• REQUIRED ACTION
Below are the records; restate all of them exactly.

─── INPUT FOR THIS TASK ───

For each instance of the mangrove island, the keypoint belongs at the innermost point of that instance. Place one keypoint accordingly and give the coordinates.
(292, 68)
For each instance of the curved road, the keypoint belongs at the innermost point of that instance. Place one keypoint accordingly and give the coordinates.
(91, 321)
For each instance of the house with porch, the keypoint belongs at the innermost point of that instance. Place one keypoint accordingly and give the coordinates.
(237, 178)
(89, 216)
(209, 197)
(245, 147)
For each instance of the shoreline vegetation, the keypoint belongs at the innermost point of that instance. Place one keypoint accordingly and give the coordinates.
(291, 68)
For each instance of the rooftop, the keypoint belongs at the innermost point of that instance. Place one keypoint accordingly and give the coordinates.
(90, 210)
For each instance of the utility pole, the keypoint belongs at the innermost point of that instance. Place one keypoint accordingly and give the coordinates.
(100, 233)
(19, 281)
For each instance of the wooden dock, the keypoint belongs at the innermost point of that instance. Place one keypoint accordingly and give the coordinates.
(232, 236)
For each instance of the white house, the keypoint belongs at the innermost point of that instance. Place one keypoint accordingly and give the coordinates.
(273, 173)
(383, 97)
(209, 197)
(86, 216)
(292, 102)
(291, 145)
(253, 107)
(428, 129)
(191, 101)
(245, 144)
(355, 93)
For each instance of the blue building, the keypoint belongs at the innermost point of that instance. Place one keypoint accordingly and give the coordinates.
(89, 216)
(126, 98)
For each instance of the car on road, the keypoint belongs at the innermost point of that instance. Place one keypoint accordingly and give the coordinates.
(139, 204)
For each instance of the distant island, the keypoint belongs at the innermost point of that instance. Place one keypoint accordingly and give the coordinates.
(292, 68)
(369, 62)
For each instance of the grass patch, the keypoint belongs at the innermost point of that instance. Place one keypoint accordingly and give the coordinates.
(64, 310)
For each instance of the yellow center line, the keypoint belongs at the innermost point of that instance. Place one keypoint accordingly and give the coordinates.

───

• OUTPUT BELOW
For each instance of the mangrove island, the keypoint belongs at the innermost point of that instance. Place one keypoint accordingly and give the coordinates.
(292, 68)
For each instance of the curved road, the keypoint belongs at the innermost point of that instance. Place one keypoint accordingly and give the coordinates.
(91, 321)
For each instance of the house with porch, the keypoint belongs at the innermost point of that instance. Place one keypoint accordingly and give the coordinates.
(237, 178)
(89, 216)
(209, 197)
(245, 147)
For each instance of the shoreline vegetation, the keypoint belongs at the innermost point of that instance. Place one keypoint accordingly and give the coordinates.
(291, 68)
For each instance of the rooftop, the keypoint belongs at the innermost point of that instance. Place one keypoint accordingly and give the coordinates.
(90, 210)
For each instance of the utility pole, the keypoint belongs at the innermost point of that instance. Place one keypoint accordingly and give the coordinates.
(100, 233)
(19, 281)
For each instance of the wooden dock, the keypoint belongs at the innermost point of that instance. Place one keypoint accordingly and give the coordinates.
(232, 236)
For each instance of the white house, the keypoint belongs at the innermost point of that instance. Place one keypoint accordingly and give the coordinates.
(273, 173)
(383, 97)
(209, 197)
(86, 216)
(292, 102)
(291, 145)
(253, 107)
(428, 129)
(191, 101)
(245, 144)
(355, 93)
For each instance of the blue building, the keypoint belongs at the innermost point of that instance. Place one keypoint accordingly and give the coordinates.
(89, 216)
(126, 98)
For each instance of the car on road, the keypoint belongs at the innermost point of that instance. Place one keypoint accordingly and give the coordinates.
(139, 204)
For each instance of the distant island, the keypoint belongs at the innermost point of that instance. Place one keypoint accordingly and give the coordinates.
(292, 68)
(369, 62)
For each instance of the grass patch, the keypoint belongs at the innermost point of that instance. Place one keypoint accordingly and give the coordinates.
(64, 310)
For each instance of the yellow center line, the keypoint belongs at the innermost point of that instance. Place one keypoint accordingly and give the coordinates.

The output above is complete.